■ Selected passage ■
Chronic stupidity haunts ‘Insidious: Chapter 2’
The second chapter of the 'Insidious' story is every bit as robustly moronic and unimaginative as its predecessor.
The second chapter of the 'Insidious' story is every bit as robustly moronic and unimaginative as its predecessor.
Insidious: Chapter 2 is the inevitable sequel to the widely-adored, financially-successful horror film, Insidious (2010).
And sure enough, James Wan’s second chapter of this story is every bit as robustly moronic, strident, and unimaginative as its predecessor.
Picking up right where the first installment left off, the horrifically haunted Lambert family is attempting to figure out why awful things keep happening to them.
They’ve relocated several times, only to find each home filled with malignant spirits continuing to cause distress. So Josh (Patrick Wilson) and Renai (Rose Byrne), father and mother to two little boys, seek out assistance from self-proclaimed spiritual specialists and others.
Carelessly oscillating from past to present and consistently blurring the line between reality and fiction, Wan effectively established Insidious: Chapter 2 as not merely an incomprehensible piece of work, but a nearly unwatchable one.
To uncover the root of the evil, the film intertwines flashbacks from 1986, re-examining Josh’s troubled childhood. The jagged storytelling may be worth wading through the confusion if it had contained even a modicum of tension or intensity.
Instead, Wan settles for the lowest common dominator: An uneventful film plagued by the type of horror clichés and tropes that rapidly kill brain cells.
For example, not a single character has the intellectual capability to make a single pragmatic decision (save, occasionally, for Barbara Hershey as Josh’s mother). Unfortunately the made up phenomenon known as “chronic idiocy” seems to haunt Insidious: Chapter 2.

■ Available data ■
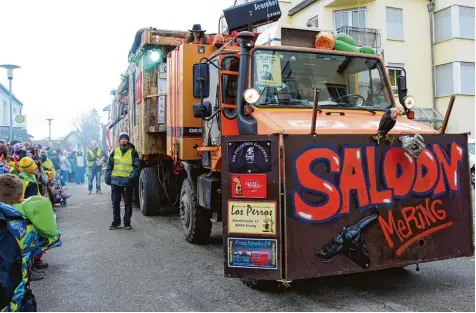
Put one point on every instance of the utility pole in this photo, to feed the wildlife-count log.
(49, 125)
(10, 68)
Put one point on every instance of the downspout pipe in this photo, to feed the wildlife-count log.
(431, 9)
(247, 125)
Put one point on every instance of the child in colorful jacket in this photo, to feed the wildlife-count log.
(33, 225)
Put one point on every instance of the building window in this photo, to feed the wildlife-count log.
(455, 78)
(444, 80)
(466, 23)
(454, 22)
(313, 22)
(443, 25)
(467, 78)
(353, 17)
(394, 24)
(394, 73)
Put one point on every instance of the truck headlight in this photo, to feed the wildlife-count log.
(409, 102)
(251, 95)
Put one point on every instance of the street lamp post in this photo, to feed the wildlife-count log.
(49, 124)
(10, 68)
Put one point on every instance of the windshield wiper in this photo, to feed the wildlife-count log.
(345, 107)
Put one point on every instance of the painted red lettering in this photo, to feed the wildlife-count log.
(397, 158)
(408, 214)
(402, 227)
(389, 228)
(440, 214)
(424, 183)
(310, 181)
(450, 170)
(352, 178)
(430, 218)
(376, 196)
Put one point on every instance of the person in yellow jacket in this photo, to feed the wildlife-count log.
(27, 168)
(123, 167)
(95, 161)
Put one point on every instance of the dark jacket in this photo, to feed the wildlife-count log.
(123, 181)
(56, 163)
(94, 159)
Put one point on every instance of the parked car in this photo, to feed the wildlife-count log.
(471, 143)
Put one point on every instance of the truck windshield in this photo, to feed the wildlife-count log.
(288, 78)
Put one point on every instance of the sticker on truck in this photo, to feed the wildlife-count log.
(249, 156)
(252, 253)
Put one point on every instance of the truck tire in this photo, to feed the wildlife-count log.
(149, 192)
(196, 223)
(136, 194)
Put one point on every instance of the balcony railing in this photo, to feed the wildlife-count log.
(362, 36)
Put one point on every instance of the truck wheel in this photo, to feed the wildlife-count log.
(149, 192)
(136, 194)
(196, 223)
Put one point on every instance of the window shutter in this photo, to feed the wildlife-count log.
(394, 24)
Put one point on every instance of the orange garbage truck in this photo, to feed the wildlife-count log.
(303, 153)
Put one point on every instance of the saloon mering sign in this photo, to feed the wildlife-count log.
(361, 205)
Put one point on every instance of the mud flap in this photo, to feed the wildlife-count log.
(353, 205)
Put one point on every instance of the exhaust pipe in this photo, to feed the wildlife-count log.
(246, 124)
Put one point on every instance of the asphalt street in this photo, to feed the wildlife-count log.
(152, 268)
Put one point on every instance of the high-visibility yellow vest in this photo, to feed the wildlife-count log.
(122, 163)
(48, 165)
(25, 180)
(91, 155)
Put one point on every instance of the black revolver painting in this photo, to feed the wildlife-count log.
(350, 242)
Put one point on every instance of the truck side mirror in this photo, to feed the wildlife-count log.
(201, 80)
(402, 88)
(202, 110)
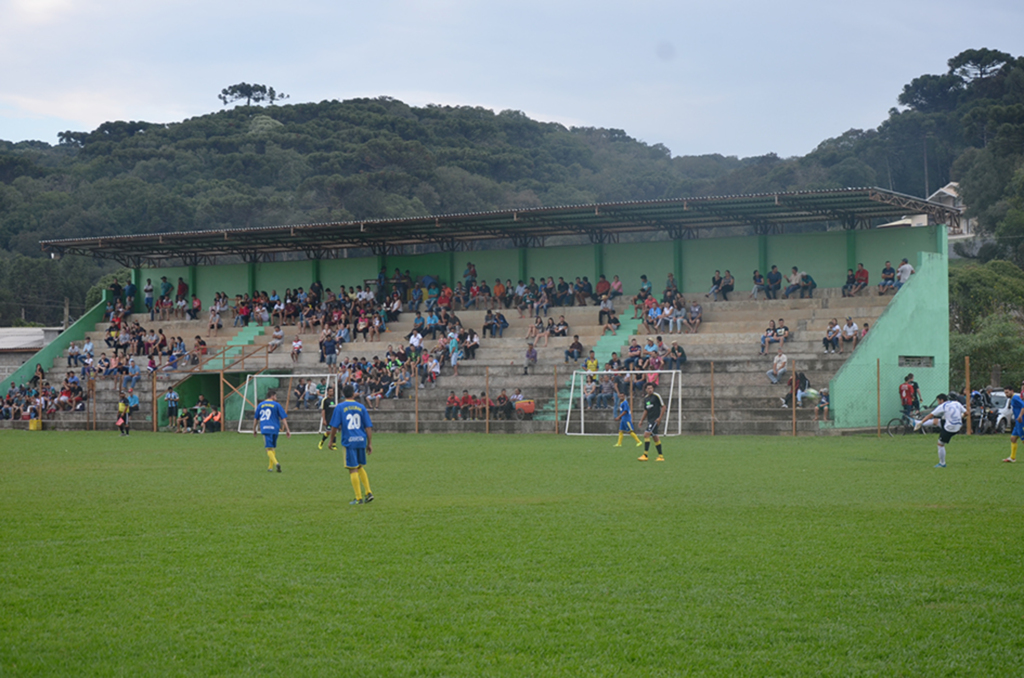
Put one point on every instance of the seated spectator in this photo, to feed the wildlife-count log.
(612, 324)
(807, 285)
(903, 273)
(849, 334)
(830, 340)
(888, 279)
(574, 350)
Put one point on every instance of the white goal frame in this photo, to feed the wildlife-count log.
(579, 406)
(250, 395)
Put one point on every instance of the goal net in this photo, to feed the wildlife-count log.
(303, 413)
(596, 415)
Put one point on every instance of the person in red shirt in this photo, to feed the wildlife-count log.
(861, 280)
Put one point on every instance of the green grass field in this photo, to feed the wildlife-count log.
(537, 555)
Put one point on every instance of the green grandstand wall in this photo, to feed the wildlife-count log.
(912, 332)
(824, 255)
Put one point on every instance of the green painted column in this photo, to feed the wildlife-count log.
(677, 263)
(136, 280)
(763, 254)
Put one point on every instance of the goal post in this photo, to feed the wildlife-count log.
(592, 416)
(255, 390)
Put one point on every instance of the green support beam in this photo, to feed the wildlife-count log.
(763, 254)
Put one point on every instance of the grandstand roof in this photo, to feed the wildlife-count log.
(601, 222)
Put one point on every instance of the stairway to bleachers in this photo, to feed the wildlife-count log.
(744, 400)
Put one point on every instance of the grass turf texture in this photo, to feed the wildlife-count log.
(166, 554)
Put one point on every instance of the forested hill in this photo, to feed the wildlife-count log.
(251, 166)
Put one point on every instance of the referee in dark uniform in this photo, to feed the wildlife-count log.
(653, 408)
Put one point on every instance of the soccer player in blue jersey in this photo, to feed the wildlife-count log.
(626, 423)
(353, 421)
(270, 417)
(1017, 404)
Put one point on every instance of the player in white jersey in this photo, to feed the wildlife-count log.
(952, 413)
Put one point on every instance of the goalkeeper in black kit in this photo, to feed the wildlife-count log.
(653, 408)
(327, 410)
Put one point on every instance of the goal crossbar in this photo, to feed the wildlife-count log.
(255, 390)
(577, 415)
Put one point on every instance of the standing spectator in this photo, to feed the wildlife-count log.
(861, 279)
(147, 297)
(774, 283)
(778, 366)
(793, 283)
(851, 283)
(759, 285)
(849, 334)
(696, 316)
(903, 273)
(822, 406)
(530, 358)
(888, 279)
(728, 283)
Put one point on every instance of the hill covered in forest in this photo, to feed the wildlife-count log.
(251, 166)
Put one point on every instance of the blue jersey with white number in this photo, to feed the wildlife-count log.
(352, 420)
(269, 415)
(624, 408)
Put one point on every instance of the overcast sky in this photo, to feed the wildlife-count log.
(735, 77)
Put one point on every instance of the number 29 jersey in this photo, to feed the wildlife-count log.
(352, 420)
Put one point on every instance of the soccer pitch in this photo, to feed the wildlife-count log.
(164, 554)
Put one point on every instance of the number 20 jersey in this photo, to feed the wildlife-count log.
(352, 420)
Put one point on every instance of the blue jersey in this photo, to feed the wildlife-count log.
(352, 420)
(624, 408)
(269, 415)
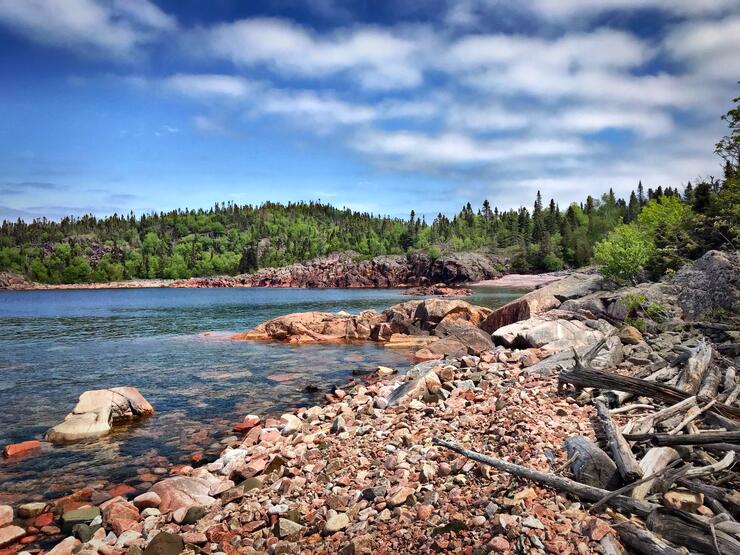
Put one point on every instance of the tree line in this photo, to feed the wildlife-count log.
(657, 229)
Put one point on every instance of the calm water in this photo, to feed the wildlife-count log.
(173, 345)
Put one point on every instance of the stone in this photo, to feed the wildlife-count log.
(385, 371)
(31, 510)
(165, 543)
(709, 286)
(683, 500)
(289, 529)
(120, 516)
(147, 500)
(182, 491)
(6, 515)
(97, 410)
(66, 547)
(630, 335)
(338, 426)
(84, 515)
(292, 424)
(399, 496)
(22, 448)
(194, 514)
(336, 523)
(11, 534)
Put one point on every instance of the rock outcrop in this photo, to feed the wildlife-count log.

■ Task instructions ■
Extend the review of Insidious: Chapter 2 that appears above the lines, picking up after its last sentence.

■ Expected answer ■
When the film isn’t preoccupied with characters endlessly making poor decisions, it’s focused on creating the same wind-up and delivery of every “scary” movie from the 20th century.
I’ll set the scene: pseudo-ominous score is blaring in the background (the type of music formally reserved for campy B-movies).
A character aimlessly enters a room, at which point the camera gracelessly zooms in on his/her face to evoke some sort of tension. The shot is held for an uncomfortable amount of time until we finally see, at the top right or left of the screen, a deformed figure just siting there.
Dramatic irony abounds. We see the demonic creature, but the character doesn’t.
Eventually he/she turns his/her head after hearing noises. It’s a moment we’ve all been privy to, yet we can’t help but avert our eyes. The character turns and is petrified by the discovery of (in this case) a devilish specimen waxing profane.
The frazzled and frightened character then proceeds to frantically run out of the room. Wash, rinse, repeat that sequence, compounded with sloppy storytelling and underdeveloped characters, and you have Insidious: Chapter 2.
But before we close the book on this chapter of Insidious (and inevitably onto the third film), someone, aside from myself, needs to inform Wan that employing the shaky hand-held camera in his films does not create suspense; just ceaseless nausea.